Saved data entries

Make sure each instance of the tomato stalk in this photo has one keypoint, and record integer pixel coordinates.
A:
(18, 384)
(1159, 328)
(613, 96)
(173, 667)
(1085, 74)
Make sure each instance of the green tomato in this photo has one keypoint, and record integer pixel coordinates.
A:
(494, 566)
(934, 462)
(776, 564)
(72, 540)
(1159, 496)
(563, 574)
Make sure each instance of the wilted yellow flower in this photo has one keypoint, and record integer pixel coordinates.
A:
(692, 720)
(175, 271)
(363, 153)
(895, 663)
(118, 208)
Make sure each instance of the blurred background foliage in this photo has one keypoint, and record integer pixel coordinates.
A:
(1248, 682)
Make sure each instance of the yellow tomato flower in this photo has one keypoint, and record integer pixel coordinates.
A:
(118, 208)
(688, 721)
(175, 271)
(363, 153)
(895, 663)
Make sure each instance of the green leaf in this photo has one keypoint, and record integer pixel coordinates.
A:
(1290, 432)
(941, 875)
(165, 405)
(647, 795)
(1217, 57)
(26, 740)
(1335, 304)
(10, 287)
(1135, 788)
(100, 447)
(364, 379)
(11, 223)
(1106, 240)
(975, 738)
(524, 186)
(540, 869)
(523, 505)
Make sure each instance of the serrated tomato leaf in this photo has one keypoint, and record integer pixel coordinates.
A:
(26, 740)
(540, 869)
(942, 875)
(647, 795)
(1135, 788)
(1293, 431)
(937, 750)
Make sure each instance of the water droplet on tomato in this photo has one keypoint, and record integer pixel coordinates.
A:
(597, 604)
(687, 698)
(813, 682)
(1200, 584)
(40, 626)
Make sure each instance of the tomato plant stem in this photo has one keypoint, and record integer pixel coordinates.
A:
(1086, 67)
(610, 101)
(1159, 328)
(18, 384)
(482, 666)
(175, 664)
--
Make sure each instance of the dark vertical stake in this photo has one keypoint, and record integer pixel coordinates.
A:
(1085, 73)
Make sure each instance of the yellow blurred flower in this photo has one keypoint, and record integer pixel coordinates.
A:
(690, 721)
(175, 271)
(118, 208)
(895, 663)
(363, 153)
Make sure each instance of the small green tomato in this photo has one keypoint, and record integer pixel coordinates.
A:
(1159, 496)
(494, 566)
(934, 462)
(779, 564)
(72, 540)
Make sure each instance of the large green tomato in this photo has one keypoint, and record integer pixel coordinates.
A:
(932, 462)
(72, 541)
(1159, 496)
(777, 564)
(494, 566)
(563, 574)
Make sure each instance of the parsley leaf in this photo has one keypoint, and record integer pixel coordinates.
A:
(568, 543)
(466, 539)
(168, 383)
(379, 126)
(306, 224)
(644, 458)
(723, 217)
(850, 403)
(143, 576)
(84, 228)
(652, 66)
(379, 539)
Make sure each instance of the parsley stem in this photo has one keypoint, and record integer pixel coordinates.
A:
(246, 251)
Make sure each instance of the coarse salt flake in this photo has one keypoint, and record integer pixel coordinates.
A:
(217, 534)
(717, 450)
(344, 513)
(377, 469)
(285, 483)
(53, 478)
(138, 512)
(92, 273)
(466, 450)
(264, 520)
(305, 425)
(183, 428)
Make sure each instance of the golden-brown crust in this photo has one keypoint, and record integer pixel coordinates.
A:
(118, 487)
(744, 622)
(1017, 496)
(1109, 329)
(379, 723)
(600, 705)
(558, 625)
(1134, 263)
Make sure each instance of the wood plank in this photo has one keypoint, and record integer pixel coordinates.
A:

▶ _Exercise instructions_: Please count the lines in the records that contain the string "blurred" with matching case, and reply with the number alone.

▶ _Written response_: 2